## To do
Which lines of the entries below contain the string "directional"? Copy each one.
★ ★ ★ ★ ★ ★ ★
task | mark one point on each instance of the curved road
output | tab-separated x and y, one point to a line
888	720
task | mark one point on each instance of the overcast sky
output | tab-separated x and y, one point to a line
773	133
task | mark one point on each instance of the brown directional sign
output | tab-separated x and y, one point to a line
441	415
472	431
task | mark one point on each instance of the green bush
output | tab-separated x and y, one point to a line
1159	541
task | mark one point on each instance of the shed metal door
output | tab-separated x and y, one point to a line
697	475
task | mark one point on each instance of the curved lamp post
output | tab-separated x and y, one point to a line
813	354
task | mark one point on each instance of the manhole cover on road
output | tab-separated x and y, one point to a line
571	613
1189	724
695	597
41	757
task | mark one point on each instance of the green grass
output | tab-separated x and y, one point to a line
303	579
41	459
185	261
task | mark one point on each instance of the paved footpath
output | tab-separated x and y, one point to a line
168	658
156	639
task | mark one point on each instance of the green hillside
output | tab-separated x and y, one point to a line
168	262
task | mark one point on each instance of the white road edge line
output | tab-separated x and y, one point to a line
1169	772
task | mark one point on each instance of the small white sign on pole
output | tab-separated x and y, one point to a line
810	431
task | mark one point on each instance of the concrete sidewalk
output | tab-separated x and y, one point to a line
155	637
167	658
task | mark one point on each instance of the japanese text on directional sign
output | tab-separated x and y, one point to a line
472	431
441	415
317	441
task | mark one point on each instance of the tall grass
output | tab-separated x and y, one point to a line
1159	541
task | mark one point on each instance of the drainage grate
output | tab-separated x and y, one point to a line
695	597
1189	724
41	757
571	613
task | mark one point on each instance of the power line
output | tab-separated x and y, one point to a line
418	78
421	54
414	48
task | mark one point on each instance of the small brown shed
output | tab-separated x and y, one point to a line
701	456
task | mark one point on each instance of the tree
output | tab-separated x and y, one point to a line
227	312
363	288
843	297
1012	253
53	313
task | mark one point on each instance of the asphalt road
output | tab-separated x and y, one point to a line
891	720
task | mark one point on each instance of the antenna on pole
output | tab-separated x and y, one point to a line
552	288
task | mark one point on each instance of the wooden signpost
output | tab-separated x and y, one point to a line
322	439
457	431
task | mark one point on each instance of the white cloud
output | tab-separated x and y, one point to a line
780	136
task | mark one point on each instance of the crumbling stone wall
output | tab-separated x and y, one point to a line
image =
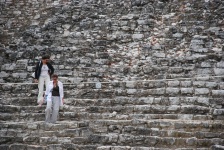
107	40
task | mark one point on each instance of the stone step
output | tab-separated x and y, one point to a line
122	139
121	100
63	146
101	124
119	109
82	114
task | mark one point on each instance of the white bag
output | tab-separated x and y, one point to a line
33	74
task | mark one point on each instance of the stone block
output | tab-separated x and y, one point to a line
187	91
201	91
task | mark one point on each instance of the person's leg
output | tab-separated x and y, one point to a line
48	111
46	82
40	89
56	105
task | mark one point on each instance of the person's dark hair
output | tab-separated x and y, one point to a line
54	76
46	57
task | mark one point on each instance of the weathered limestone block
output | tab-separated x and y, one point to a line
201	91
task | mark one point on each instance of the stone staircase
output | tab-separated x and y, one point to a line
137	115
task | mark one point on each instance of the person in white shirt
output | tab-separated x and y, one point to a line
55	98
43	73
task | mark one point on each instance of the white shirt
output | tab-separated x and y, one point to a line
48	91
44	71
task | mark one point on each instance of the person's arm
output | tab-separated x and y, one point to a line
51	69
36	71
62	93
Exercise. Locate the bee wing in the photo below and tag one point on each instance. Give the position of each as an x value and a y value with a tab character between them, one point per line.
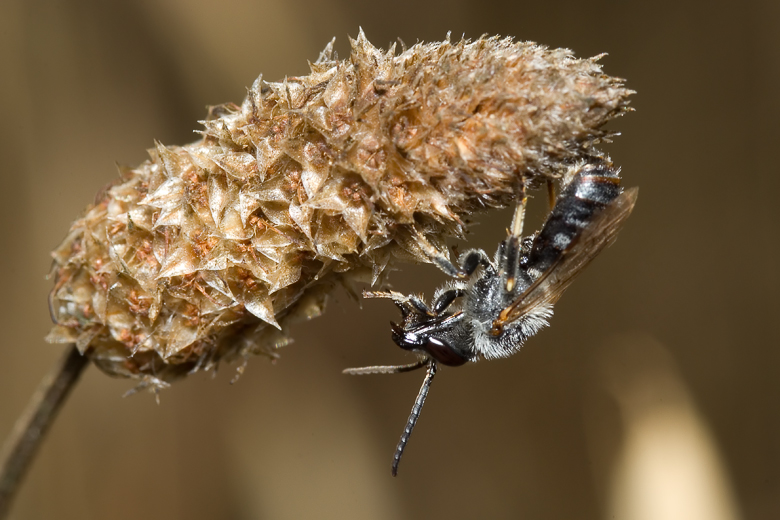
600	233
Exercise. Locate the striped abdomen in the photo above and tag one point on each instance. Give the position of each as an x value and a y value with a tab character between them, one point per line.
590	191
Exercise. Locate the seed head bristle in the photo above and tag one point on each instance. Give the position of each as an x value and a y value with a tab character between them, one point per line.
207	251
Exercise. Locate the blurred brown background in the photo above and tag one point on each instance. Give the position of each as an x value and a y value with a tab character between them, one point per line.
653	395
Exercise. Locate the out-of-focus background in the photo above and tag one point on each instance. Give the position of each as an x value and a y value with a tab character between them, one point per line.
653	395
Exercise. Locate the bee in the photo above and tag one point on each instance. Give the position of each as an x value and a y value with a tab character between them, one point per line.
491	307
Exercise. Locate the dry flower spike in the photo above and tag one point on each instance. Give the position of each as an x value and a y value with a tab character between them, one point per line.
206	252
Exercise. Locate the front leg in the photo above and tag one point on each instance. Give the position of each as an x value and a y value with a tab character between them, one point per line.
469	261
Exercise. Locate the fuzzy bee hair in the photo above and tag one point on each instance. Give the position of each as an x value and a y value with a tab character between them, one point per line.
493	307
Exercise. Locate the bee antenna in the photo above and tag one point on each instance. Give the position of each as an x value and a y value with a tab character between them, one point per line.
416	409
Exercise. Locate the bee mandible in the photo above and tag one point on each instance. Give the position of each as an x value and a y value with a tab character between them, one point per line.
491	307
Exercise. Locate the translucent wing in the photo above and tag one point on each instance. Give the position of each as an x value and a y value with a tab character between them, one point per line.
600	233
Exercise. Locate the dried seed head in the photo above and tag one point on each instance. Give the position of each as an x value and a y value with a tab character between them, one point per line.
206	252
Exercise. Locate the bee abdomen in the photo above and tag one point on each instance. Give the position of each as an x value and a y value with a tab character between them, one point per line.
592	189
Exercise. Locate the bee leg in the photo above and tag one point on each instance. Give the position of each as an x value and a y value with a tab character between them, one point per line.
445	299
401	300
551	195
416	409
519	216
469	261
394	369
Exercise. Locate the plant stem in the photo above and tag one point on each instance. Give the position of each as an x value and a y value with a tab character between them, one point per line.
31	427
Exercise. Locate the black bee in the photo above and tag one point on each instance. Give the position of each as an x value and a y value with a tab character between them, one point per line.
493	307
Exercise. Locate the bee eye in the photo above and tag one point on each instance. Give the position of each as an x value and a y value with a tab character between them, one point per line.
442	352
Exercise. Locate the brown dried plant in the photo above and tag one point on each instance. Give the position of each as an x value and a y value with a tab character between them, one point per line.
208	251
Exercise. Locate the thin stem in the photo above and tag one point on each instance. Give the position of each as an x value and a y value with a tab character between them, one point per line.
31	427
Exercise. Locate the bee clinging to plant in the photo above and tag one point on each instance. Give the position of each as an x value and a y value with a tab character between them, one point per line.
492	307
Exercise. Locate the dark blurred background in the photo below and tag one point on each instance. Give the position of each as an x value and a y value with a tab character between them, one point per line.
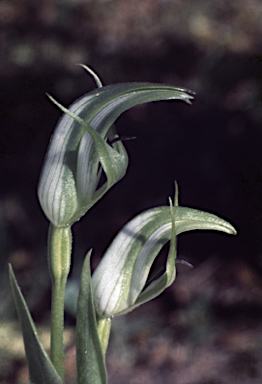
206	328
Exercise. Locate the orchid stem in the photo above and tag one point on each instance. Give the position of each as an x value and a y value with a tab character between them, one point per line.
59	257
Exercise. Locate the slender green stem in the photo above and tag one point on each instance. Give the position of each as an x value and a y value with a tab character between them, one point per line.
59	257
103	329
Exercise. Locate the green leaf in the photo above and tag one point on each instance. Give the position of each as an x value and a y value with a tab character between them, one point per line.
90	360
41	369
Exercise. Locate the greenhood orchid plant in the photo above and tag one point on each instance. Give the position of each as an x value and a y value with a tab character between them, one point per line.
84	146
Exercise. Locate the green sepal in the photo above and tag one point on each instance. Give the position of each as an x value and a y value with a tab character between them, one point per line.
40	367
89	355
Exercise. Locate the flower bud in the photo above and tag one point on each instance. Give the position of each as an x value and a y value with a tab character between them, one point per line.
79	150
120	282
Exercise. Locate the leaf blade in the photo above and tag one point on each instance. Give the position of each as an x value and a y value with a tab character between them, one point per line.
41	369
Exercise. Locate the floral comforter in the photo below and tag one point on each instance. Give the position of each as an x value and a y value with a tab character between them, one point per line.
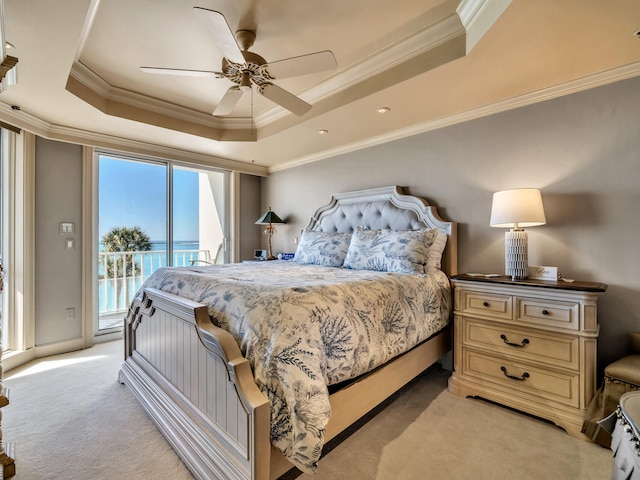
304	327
★ ★ ★ ★ ★ ★ ★
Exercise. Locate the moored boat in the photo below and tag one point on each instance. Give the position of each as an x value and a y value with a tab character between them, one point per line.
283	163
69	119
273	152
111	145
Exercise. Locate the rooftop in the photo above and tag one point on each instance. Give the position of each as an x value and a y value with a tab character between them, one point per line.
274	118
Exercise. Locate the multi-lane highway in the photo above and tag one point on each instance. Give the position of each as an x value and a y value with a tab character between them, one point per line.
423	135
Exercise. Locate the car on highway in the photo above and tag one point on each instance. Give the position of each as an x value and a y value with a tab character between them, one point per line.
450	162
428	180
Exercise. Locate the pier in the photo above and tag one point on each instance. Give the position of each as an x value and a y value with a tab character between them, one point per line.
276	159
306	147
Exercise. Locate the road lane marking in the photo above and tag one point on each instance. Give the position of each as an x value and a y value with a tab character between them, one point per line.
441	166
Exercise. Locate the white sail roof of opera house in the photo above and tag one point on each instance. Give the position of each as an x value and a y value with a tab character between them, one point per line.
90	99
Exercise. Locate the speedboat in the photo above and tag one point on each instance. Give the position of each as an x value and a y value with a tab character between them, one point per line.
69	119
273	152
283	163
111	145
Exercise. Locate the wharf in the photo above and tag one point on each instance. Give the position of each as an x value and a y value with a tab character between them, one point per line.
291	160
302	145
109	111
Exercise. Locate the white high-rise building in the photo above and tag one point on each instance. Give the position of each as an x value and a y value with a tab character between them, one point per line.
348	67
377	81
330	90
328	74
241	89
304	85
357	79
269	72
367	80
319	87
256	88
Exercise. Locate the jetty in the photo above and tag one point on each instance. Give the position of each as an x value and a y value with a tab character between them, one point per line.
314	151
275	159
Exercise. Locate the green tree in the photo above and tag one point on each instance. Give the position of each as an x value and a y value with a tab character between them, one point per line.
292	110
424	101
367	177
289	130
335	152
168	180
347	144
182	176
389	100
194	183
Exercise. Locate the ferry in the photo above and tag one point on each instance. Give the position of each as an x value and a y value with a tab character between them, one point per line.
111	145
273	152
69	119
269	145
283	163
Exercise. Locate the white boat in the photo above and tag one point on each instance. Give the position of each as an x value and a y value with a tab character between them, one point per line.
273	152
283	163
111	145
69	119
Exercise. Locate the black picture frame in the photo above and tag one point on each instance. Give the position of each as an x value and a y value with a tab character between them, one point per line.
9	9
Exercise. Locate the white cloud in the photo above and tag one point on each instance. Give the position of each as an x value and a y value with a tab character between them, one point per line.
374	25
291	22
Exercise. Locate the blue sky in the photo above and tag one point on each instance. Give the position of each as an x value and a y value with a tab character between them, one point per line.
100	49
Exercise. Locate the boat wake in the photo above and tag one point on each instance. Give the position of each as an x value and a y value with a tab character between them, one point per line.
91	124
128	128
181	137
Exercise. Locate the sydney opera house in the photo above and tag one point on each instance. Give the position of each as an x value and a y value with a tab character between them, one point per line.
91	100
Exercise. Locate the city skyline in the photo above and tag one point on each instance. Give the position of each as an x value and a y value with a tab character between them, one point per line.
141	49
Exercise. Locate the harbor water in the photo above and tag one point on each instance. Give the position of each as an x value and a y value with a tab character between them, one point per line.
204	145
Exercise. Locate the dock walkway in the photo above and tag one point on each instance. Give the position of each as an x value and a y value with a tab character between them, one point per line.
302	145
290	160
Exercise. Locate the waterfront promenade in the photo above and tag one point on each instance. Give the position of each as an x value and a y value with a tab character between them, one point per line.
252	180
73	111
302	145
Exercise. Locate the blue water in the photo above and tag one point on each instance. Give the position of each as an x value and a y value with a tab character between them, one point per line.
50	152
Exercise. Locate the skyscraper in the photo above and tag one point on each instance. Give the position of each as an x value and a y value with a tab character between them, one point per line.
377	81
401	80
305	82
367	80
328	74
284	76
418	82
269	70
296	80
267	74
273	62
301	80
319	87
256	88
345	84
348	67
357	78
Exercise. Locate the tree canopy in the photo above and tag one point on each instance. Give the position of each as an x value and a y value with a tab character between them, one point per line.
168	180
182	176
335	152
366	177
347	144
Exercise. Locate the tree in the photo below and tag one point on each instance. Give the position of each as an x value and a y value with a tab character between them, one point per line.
★ ★ ★ ★ ★ ★ ★
## Answer to the problem
task | mark one point on each instance of the brown directional sign
task | mark one point on each instance of the japanese text on directional sign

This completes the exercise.